▶ Problem description: The lines to be set down run from the line containing "the truck side" through the final line of the data below; print them exactly and print nothing else.

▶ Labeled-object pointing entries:
** BEGIN **
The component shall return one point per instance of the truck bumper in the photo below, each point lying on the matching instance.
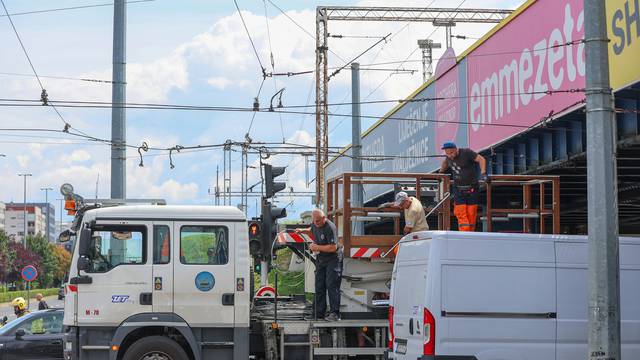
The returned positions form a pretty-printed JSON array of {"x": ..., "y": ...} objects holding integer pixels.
[{"x": 70, "y": 344}]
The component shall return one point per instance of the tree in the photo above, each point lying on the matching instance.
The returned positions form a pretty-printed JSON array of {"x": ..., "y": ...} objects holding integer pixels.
[{"x": 5, "y": 257}]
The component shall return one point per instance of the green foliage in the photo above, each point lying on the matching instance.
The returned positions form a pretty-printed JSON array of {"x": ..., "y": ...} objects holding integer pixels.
[
  {"x": 289, "y": 282},
  {"x": 194, "y": 247}
]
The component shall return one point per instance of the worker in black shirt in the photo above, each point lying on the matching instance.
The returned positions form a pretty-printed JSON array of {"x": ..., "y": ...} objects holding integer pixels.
[
  {"x": 328, "y": 265},
  {"x": 462, "y": 164}
]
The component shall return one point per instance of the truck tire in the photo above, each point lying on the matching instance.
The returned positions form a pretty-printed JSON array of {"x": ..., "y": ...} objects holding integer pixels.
[{"x": 155, "y": 348}]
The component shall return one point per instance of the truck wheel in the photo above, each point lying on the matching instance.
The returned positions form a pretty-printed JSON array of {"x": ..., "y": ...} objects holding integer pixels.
[{"x": 155, "y": 348}]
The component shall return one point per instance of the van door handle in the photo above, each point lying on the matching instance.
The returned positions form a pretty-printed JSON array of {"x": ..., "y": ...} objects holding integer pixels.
[
  {"x": 146, "y": 299},
  {"x": 228, "y": 299}
]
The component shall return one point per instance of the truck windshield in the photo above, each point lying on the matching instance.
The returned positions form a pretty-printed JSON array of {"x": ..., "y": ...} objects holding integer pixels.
[
  {"x": 204, "y": 245},
  {"x": 116, "y": 245}
]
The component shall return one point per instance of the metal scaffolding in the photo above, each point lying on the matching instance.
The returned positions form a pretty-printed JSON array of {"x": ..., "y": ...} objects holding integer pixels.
[{"x": 438, "y": 16}]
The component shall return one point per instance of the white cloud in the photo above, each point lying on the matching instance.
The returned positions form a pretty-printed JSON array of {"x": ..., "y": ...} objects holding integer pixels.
[
  {"x": 77, "y": 156},
  {"x": 174, "y": 191},
  {"x": 222, "y": 83},
  {"x": 23, "y": 160}
]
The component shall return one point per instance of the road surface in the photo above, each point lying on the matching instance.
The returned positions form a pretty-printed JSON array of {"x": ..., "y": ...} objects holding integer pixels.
[{"x": 7, "y": 310}]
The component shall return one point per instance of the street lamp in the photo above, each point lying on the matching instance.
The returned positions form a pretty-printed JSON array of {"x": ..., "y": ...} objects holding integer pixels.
[
  {"x": 46, "y": 200},
  {"x": 24, "y": 209}
]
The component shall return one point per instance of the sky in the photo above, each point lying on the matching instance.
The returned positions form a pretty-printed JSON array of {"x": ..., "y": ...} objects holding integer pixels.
[{"x": 191, "y": 52}]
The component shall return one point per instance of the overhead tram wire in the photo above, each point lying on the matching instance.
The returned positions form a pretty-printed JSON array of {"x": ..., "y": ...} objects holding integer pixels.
[
  {"x": 43, "y": 96},
  {"x": 273, "y": 66},
  {"x": 303, "y": 29},
  {"x": 155, "y": 106},
  {"x": 255, "y": 51},
  {"x": 542, "y": 121},
  {"x": 62, "y": 78},
  {"x": 71, "y": 8},
  {"x": 407, "y": 58}
]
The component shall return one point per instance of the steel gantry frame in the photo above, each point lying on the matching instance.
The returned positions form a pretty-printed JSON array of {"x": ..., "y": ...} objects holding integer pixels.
[{"x": 438, "y": 16}]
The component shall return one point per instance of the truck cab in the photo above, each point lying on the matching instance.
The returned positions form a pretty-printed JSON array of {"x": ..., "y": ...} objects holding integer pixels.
[{"x": 164, "y": 281}]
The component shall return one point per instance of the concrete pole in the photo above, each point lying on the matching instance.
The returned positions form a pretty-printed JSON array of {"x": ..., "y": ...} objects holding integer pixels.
[
  {"x": 264, "y": 273},
  {"x": 118, "y": 96},
  {"x": 24, "y": 210},
  {"x": 602, "y": 192},
  {"x": 356, "y": 146},
  {"x": 46, "y": 201}
]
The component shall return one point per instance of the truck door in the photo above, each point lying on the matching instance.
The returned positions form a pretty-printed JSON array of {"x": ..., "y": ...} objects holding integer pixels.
[
  {"x": 162, "y": 248},
  {"x": 204, "y": 294},
  {"x": 119, "y": 273}
]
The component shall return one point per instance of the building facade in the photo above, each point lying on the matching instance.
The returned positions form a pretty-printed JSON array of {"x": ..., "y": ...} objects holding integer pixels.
[{"x": 14, "y": 220}]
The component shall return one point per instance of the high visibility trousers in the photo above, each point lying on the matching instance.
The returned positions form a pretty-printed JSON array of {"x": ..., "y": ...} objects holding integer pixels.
[
  {"x": 465, "y": 207},
  {"x": 467, "y": 216}
]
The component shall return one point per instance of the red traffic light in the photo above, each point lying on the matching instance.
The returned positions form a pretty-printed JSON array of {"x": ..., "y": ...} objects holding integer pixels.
[{"x": 255, "y": 230}]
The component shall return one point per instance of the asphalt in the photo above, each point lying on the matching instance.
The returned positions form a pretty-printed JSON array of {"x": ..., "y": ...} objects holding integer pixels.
[{"x": 52, "y": 301}]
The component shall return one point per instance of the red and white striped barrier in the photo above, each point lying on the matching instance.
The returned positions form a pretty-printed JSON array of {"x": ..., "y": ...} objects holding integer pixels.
[
  {"x": 366, "y": 253},
  {"x": 285, "y": 237},
  {"x": 266, "y": 292}
]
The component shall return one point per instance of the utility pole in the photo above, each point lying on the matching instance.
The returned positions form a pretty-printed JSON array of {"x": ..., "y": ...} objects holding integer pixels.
[
  {"x": 46, "y": 201},
  {"x": 61, "y": 209},
  {"x": 24, "y": 209},
  {"x": 118, "y": 99},
  {"x": 356, "y": 146},
  {"x": 602, "y": 192},
  {"x": 427, "y": 46}
]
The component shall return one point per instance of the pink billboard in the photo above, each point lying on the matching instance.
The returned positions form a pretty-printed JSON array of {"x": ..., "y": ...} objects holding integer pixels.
[
  {"x": 516, "y": 77},
  {"x": 447, "y": 99}
]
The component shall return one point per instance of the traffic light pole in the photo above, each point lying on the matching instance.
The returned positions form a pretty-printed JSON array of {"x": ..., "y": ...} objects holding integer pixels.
[
  {"x": 602, "y": 193},
  {"x": 270, "y": 216}
]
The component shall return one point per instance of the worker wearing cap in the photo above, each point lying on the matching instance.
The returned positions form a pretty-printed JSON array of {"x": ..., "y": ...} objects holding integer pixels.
[
  {"x": 414, "y": 218},
  {"x": 462, "y": 164}
]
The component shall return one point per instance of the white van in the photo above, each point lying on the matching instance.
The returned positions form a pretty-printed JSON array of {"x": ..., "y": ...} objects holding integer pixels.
[{"x": 488, "y": 296}]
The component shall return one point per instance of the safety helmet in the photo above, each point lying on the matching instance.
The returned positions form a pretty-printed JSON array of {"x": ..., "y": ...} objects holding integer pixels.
[{"x": 20, "y": 303}]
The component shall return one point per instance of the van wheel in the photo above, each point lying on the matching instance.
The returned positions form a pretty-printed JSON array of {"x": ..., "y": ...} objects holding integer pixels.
[{"x": 155, "y": 348}]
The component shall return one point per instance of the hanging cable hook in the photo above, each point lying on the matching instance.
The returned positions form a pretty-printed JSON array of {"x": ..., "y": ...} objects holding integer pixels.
[
  {"x": 176, "y": 148},
  {"x": 145, "y": 148},
  {"x": 279, "y": 99},
  {"x": 44, "y": 97},
  {"x": 264, "y": 153}
]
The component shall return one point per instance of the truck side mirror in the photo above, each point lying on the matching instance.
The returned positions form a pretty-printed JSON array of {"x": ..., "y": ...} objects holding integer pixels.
[
  {"x": 83, "y": 263},
  {"x": 84, "y": 242},
  {"x": 65, "y": 236}
]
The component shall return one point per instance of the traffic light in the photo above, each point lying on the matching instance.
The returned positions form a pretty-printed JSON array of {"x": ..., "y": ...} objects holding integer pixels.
[
  {"x": 270, "y": 173},
  {"x": 270, "y": 216},
  {"x": 255, "y": 238}
]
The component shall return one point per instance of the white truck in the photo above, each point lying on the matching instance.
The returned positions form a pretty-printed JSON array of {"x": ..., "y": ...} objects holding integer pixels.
[
  {"x": 489, "y": 296},
  {"x": 156, "y": 282}
]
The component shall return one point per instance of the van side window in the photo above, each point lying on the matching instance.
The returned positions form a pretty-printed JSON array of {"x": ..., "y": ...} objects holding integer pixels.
[
  {"x": 161, "y": 244},
  {"x": 117, "y": 245},
  {"x": 204, "y": 245}
]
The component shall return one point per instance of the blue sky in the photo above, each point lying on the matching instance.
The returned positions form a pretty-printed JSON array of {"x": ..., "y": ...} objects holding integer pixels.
[{"x": 187, "y": 52}]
** END **
▶ Result of the task:
The component shall return one point per instance of the truck side mirror in the photo above, each point lying on the matching instance.
The returned positions form a pretty-printed JSON array of {"x": ..., "y": ...} objects holding integer pixels.
[
  {"x": 83, "y": 263},
  {"x": 84, "y": 242},
  {"x": 65, "y": 236}
]
The component shall return one point per instance of the traffic light in the photo above, each point lying on the matching instance.
The returned positions form a pretty-printed JSON array of {"x": ..., "y": ...} objects holding integer pixels.
[
  {"x": 270, "y": 173},
  {"x": 270, "y": 216},
  {"x": 255, "y": 238}
]
The component shall return one point per instance of the white truck in the photo above, each point lying on the matching instance.
The returned positions form a pretty-printed JSON array of {"x": ..., "y": ...} objects holding integer pixels.
[
  {"x": 489, "y": 296},
  {"x": 156, "y": 282}
]
The component shall return one point per instance of the van side window in the photo above, each point lying on the matching instance.
The returned positions form a pretty-printed JSON array of {"x": ..., "y": ...} objects holding integer pixels.
[
  {"x": 161, "y": 244},
  {"x": 117, "y": 245},
  {"x": 204, "y": 245}
]
The component shall return one point per instance of the blue sky in the photo above, each point lying on the matching instance.
The returned positions form a pretty-printed JSON array of {"x": ..., "y": ...} objects holding integer pixels.
[{"x": 187, "y": 52}]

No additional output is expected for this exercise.